Dataset excerpt:
==========
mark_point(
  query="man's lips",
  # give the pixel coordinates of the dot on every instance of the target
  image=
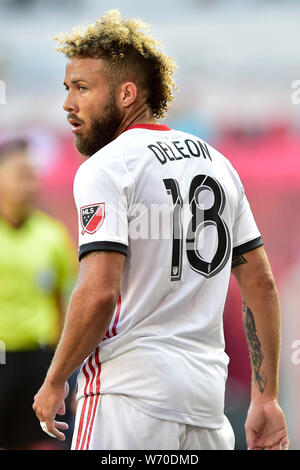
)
(76, 125)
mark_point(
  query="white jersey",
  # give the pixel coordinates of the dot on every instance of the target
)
(178, 211)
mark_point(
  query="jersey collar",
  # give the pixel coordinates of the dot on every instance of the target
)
(151, 127)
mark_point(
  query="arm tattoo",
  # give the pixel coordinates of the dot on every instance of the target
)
(254, 347)
(237, 261)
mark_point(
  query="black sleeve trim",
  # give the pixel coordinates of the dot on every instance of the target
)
(239, 250)
(101, 246)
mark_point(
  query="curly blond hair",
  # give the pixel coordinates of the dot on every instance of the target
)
(130, 53)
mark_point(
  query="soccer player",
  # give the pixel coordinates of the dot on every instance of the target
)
(37, 272)
(145, 318)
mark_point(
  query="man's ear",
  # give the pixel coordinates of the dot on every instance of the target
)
(128, 94)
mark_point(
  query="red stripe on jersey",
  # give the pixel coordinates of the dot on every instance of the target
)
(152, 127)
(114, 328)
(98, 364)
(92, 369)
(91, 401)
(92, 422)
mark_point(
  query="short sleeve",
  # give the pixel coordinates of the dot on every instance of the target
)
(246, 236)
(101, 197)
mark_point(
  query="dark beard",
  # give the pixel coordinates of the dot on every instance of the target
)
(102, 131)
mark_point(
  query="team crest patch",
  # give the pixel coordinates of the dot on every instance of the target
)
(92, 217)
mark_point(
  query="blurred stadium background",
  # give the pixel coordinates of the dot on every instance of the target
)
(238, 60)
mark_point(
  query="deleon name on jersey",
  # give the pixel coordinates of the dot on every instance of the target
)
(176, 151)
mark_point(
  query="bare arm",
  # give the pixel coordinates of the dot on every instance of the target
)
(265, 425)
(90, 311)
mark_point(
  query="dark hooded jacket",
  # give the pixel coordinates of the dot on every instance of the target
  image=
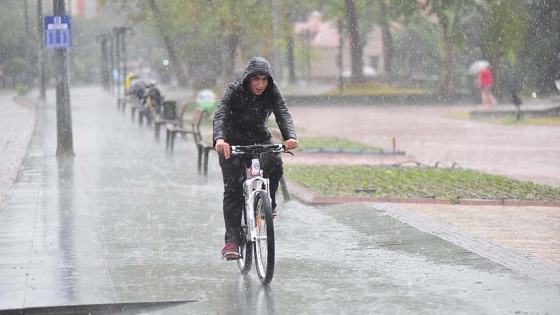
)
(241, 117)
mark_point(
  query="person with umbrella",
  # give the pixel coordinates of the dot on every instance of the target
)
(484, 81)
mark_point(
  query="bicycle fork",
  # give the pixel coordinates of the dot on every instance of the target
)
(252, 187)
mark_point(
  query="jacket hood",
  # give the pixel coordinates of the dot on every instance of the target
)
(257, 65)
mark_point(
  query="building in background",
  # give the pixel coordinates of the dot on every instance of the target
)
(320, 48)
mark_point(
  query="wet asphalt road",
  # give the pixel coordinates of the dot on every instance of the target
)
(125, 227)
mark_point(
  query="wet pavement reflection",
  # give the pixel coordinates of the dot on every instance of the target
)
(125, 227)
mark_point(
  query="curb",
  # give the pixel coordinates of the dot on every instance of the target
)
(310, 198)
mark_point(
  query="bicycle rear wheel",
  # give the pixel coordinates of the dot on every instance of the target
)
(246, 258)
(264, 245)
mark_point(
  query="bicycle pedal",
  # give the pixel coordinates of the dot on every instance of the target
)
(232, 258)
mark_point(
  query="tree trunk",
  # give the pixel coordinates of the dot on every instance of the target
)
(448, 55)
(355, 45)
(290, 58)
(388, 48)
(176, 65)
(231, 56)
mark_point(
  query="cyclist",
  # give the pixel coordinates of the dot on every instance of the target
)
(241, 119)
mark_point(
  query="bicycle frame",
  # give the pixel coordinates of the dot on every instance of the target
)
(258, 227)
(250, 190)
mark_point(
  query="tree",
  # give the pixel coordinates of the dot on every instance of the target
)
(356, 50)
(448, 13)
(504, 24)
(389, 11)
(540, 58)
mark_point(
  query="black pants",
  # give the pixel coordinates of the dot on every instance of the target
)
(233, 173)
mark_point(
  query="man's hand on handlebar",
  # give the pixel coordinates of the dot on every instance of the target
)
(291, 144)
(223, 148)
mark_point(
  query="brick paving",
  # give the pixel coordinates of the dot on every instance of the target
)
(431, 134)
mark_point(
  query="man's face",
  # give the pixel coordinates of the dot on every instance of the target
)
(258, 83)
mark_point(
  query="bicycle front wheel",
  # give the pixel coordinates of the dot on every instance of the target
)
(245, 260)
(264, 245)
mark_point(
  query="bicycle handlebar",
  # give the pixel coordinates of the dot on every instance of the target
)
(258, 148)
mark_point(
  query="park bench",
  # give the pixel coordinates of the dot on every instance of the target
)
(122, 101)
(169, 113)
(174, 129)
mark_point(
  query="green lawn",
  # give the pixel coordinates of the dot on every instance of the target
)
(415, 182)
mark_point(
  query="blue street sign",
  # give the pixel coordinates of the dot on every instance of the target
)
(57, 32)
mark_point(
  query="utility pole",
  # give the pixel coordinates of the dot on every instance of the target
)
(27, 47)
(42, 83)
(275, 39)
(65, 145)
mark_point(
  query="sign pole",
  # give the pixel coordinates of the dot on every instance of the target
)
(65, 146)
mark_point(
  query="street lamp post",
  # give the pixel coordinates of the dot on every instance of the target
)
(65, 145)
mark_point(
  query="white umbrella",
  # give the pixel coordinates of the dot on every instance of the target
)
(478, 65)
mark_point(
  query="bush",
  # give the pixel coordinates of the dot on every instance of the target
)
(22, 89)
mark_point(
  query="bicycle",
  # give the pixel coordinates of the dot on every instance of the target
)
(257, 227)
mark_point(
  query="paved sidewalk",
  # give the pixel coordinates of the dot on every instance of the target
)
(430, 134)
(125, 223)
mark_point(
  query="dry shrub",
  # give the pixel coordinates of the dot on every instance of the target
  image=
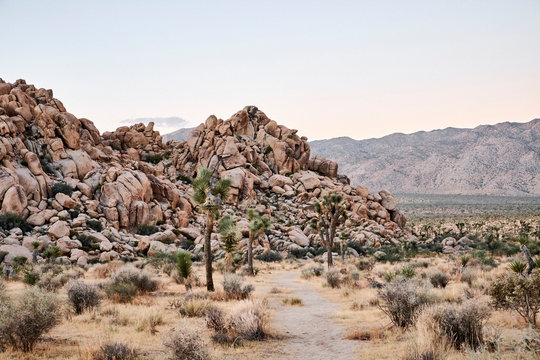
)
(333, 278)
(249, 319)
(459, 325)
(402, 301)
(82, 296)
(234, 287)
(186, 344)
(292, 301)
(105, 271)
(150, 323)
(215, 320)
(365, 334)
(194, 307)
(23, 321)
(438, 278)
(468, 276)
(115, 351)
(127, 282)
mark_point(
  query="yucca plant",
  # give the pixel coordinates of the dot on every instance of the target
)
(229, 237)
(518, 267)
(331, 213)
(183, 266)
(257, 226)
(209, 193)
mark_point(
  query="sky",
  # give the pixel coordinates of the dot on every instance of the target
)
(327, 68)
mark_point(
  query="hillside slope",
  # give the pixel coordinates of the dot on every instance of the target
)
(501, 159)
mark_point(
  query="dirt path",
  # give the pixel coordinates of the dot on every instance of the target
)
(311, 332)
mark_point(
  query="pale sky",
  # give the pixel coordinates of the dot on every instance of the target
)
(327, 68)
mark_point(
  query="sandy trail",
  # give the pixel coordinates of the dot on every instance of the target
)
(310, 331)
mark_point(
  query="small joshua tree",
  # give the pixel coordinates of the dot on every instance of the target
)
(331, 213)
(209, 194)
(229, 236)
(257, 226)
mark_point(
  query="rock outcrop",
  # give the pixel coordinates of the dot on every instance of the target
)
(88, 193)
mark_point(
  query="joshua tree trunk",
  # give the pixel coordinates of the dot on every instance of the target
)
(208, 251)
(528, 257)
(250, 255)
(329, 254)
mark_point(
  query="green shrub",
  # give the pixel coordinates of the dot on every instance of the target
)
(30, 277)
(127, 282)
(82, 296)
(402, 302)
(23, 321)
(122, 293)
(186, 344)
(365, 264)
(333, 278)
(94, 225)
(61, 187)
(519, 293)
(145, 229)
(269, 256)
(10, 221)
(460, 324)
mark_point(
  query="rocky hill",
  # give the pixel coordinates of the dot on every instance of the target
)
(178, 135)
(89, 193)
(502, 159)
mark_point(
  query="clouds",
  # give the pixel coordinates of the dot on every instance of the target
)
(164, 125)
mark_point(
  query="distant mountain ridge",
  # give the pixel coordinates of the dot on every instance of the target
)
(501, 159)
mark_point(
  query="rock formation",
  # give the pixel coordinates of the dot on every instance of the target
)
(74, 185)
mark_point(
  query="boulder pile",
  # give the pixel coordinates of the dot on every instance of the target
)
(89, 193)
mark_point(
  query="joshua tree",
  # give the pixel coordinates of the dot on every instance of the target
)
(330, 215)
(209, 194)
(257, 226)
(229, 236)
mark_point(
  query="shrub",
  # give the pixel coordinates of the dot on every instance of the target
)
(234, 287)
(24, 321)
(52, 252)
(458, 324)
(183, 264)
(115, 351)
(94, 225)
(402, 301)
(312, 271)
(407, 272)
(186, 344)
(269, 256)
(438, 278)
(122, 293)
(333, 278)
(519, 293)
(215, 320)
(248, 320)
(82, 296)
(194, 307)
(30, 277)
(10, 221)
(141, 279)
(49, 282)
(365, 264)
(61, 187)
(145, 229)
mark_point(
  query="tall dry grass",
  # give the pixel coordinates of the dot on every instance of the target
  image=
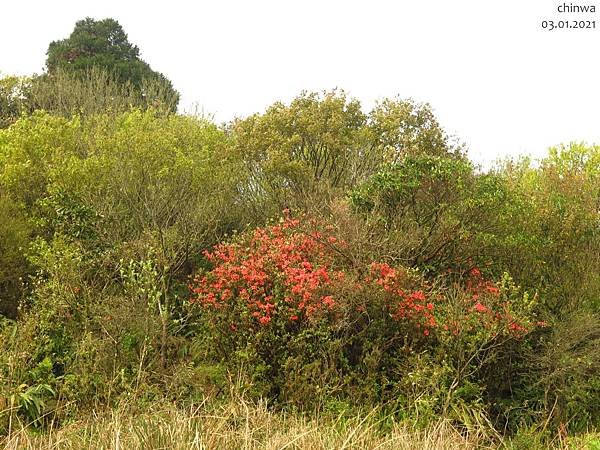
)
(237, 425)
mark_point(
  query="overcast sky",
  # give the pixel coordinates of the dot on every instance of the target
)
(496, 80)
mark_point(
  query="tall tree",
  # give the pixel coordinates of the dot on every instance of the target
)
(104, 44)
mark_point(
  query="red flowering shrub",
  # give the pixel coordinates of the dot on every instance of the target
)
(288, 299)
(276, 273)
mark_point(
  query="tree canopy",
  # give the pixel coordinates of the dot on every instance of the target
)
(104, 44)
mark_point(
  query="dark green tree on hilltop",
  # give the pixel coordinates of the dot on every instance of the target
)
(103, 44)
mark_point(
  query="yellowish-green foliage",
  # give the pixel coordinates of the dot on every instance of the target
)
(106, 211)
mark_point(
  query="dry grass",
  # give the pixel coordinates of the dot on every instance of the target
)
(238, 425)
(241, 425)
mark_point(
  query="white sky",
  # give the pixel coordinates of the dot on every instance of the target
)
(494, 77)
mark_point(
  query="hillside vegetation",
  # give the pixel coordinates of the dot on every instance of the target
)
(314, 276)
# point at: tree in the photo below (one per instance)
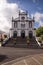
(39, 31)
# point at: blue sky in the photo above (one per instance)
(9, 8)
(32, 6)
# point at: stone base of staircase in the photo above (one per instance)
(21, 43)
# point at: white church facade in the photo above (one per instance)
(22, 26)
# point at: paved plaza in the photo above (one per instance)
(20, 56)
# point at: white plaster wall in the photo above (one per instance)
(26, 32)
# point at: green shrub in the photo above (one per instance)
(40, 40)
(42, 37)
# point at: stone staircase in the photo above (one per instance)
(21, 43)
(33, 43)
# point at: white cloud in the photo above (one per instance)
(7, 10)
(38, 18)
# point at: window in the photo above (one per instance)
(22, 18)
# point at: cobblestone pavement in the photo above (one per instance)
(29, 60)
(9, 55)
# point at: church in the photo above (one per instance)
(22, 26)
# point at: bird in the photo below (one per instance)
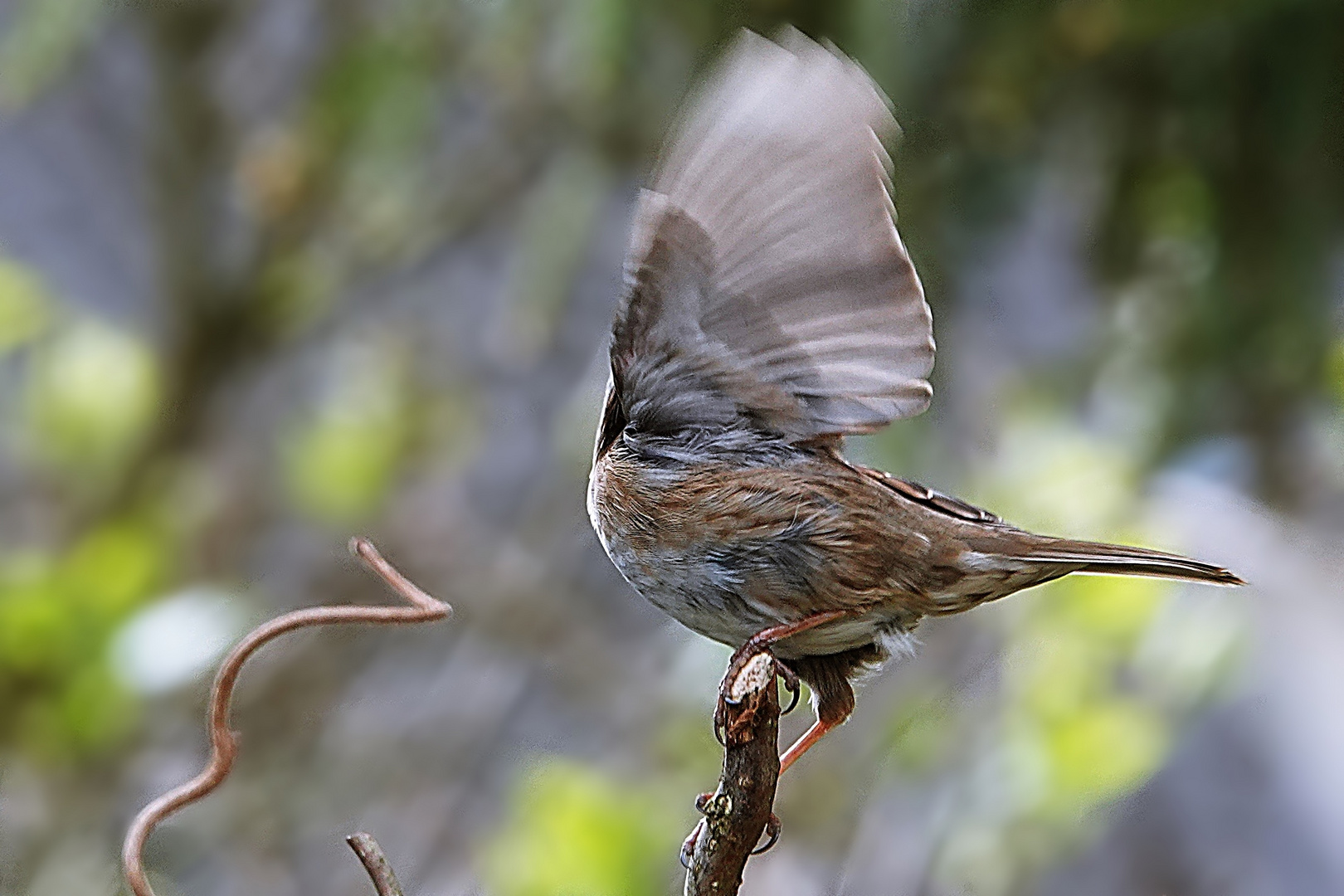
(769, 309)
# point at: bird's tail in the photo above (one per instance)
(1121, 559)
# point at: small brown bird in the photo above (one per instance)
(769, 310)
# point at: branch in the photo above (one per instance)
(222, 739)
(375, 863)
(739, 811)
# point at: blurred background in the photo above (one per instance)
(275, 271)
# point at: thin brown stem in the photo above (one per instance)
(375, 863)
(222, 739)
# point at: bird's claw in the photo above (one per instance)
(689, 844)
(791, 685)
(772, 830)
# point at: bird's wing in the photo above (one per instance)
(765, 264)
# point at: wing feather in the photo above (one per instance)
(800, 282)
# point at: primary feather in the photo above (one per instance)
(767, 256)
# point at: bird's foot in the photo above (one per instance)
(737, 666)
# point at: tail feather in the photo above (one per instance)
(1120, 559)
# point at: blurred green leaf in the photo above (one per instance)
(1103, 750)
(91, 392)
(24, 305)
(339, 462)
(923, 733)
(574, 832)
(41, 43)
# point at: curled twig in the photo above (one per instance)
(222, 739)
(739, 811)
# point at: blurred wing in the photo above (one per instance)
(767, 251)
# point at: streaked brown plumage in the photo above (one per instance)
(771, 309)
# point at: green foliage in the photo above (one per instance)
(91, 392)
(574, 832)
(41, 43)
(24, 305)
(58, 696)
(342, 458)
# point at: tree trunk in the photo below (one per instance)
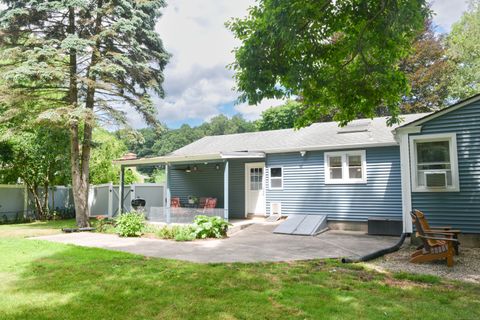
(79, 189)
(45, 200)
(37, 201)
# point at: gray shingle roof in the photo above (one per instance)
(317, 136)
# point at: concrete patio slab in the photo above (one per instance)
(257, 243)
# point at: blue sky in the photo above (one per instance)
(198, 85)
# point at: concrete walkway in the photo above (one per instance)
(256, 243)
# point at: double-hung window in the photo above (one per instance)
(276, 178)
(434, 163)
(345, 167)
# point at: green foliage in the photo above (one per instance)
(341, 57)
(78, 63)
(131, 224)
(186, 233)
(177, 233)
(38, 157)
(428, 73)
(464, 51)
(106, 148)
(210, 227)
(282, 117)
(203, 227)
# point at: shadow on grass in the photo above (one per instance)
(84, 283)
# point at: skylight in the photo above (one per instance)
(355, 126)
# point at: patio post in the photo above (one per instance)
(121, 189)
(225, 191)
(167, 194)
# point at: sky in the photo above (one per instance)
(198, 83)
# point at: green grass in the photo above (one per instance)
(39, 228)
(42, 280)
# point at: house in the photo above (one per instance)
(366, 169)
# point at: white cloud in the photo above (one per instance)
(448, 12)
(197, 82)
(250, 112)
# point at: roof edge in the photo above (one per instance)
(441, 112)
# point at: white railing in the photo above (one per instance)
(181, 215)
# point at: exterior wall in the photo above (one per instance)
(237, 187)
(206, 182)
(305, 192)
(458, 209)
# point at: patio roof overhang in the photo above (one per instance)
(191, 158)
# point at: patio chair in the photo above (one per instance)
(210, 203)
(436, 231)
(202, 201)
(434, 247)
(175, 202)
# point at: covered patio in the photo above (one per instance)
(211, 185)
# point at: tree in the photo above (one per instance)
(464, 50)
(281, 117)
(38, 157)
(341, 57)
(106, 148)
(428, 72)
(82, 61)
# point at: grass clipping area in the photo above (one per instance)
(42, 280)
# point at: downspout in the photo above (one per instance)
(121, 188)
(378, 253)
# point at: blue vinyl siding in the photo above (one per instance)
(305, 192)
(206, 182)
(458, 209)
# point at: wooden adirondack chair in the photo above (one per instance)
(437, 231)
(434, 247)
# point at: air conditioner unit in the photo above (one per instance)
(435, 179)
(276, 208)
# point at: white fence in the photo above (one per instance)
(16, 202)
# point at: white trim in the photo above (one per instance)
(345, 172)
(270, 178)
(251, 154)
(406, 183)
(332, 147)
(452, 138)
(249, 165)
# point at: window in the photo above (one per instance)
(434, 162)
(256, 179)
(345, 167)
(276, 178)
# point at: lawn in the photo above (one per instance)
(42, 280)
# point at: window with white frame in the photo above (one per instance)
(434, 162)
(346, 167)
(276, 178)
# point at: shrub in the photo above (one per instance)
(177, 232)
(185, 233)
(130, 224)
(210, 227)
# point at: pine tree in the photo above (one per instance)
(80, 62)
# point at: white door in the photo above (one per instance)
(255, 188)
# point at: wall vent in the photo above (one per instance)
(276, 208)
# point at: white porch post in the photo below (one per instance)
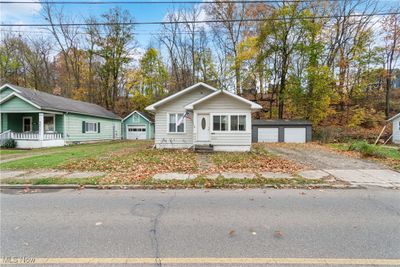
(41, 126)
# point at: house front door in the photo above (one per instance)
(203, 127)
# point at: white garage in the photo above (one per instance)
(288, 131)
(268, 135)
(295, 135)
(135, 132)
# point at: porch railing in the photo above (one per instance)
(29, 136)
(52, 136)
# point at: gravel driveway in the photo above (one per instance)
(320, 158)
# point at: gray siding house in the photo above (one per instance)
(37, 119)
(202, 115)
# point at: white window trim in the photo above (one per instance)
(54, 120)
(245, 121)
(184, 122)
(30, 123)
(91, 132)
(248, 124)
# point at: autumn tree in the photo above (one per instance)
(114, 41)
(391, 35)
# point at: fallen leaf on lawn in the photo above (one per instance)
(278, 234)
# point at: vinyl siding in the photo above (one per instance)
(396, 131)
(13, 122)
(73, 128)
(136, 119)
(163, 139)
(16, 104)
(224, 104)
(4, 122)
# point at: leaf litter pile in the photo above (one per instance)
(256, 161)
(132, 164)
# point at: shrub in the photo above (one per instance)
(366, 149)
(10, 143)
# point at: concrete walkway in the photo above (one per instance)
==========
Your task:
Write out exactly the lines from the line holding "# point at: gray siding" through the last line of the data, and nothing besides those lines.

Full answer:
# point at: gray siding house in the photo above (one per instance)
(37, 119)
(202, 115)
# point at: white window trim in the photo above (one per instance)
(54, 120)
(245, 121)
(184, 122)
(30, 123)
(91, 132)
(248, 124)
# point at: autumn tree in the photo above (one per instance)
(114, 41)
(391, 35)
# point at: fallen leaf on lawn in the photo above (one per instance)
(278, 234)
# point at: vinyl siding in the photo above (one per instance)
(396, 131)
(13, 122)
(73, 128)
(136, 119)
(163, 139)
(16, 104)
(224, 104)
(4, 122)
# point at: leaf litter pile in the photo above (one per instance)
(256, 161)
(132, 164)
# point at: shrub in the photo above (one per instance)
(366, 149)
(10, 143)
# point at: concrete walkway in the photo above (one per instance)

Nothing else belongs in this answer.